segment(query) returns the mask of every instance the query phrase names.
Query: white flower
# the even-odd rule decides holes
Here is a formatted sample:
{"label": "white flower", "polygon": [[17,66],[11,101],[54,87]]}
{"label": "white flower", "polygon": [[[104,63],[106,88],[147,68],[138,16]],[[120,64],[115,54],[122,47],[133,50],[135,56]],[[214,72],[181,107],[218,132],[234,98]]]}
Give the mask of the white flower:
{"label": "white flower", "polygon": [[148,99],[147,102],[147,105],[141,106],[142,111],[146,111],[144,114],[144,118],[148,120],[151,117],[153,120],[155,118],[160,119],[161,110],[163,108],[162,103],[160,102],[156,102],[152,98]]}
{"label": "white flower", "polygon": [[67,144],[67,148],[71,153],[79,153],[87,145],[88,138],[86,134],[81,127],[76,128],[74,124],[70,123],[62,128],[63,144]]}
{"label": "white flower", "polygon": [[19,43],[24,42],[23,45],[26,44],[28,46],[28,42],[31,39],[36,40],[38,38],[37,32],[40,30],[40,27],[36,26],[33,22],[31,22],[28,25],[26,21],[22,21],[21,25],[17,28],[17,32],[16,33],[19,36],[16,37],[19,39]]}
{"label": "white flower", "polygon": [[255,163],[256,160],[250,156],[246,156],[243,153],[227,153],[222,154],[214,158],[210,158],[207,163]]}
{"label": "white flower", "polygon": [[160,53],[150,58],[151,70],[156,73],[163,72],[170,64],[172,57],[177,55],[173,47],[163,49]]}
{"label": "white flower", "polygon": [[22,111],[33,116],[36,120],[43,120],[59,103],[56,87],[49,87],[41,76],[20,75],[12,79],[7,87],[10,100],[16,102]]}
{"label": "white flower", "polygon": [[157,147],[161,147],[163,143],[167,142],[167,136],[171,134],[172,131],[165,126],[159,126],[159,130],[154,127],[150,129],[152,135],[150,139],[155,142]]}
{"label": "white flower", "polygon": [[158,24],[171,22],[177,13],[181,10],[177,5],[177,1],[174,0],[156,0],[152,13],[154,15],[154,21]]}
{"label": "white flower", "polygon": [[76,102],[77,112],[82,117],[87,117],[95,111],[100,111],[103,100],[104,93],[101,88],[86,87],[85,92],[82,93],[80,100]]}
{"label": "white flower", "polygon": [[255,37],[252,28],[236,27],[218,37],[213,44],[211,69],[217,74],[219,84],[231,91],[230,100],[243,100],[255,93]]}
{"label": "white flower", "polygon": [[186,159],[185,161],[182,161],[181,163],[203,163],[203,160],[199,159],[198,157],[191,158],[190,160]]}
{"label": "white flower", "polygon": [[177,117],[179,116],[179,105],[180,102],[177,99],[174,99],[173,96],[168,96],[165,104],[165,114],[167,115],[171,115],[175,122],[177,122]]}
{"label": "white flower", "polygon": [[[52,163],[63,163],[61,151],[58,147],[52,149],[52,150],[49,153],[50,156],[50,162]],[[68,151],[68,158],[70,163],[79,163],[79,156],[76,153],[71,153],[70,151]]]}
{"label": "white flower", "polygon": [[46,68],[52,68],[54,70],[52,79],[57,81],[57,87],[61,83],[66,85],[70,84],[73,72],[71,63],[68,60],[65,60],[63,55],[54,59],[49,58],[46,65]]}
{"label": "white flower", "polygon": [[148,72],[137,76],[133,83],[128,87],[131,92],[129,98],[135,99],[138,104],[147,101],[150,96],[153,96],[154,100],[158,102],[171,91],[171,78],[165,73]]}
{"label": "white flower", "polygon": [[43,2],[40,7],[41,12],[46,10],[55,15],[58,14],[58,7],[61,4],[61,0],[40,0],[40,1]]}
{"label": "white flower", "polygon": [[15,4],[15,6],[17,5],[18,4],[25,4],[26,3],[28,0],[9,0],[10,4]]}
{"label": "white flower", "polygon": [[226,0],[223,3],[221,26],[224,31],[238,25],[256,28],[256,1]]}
● ● ●
● Problem to solve
Please return the listing from its first line through the line containing "Give the mask", both included, reproducing every character unchanged.

● Answer to the exercise
segment(query) returns the mask of every instance the query phrase names.
Query: white flower
# the even-odd rule decides holes
Here is a formatted sample:
{"label": "white flower", "polygon": [[17,66],[11,101],[54,87]]}
{"label": "white flower", "polygon": [[[104,63],[106,88],[147,68],[138,16]],[[120,64],[115,54],[122,47],[133,50],[135,56]],[[214,72],[181,107],[218,132],[234,98]]]}
Give the mask of the white flower:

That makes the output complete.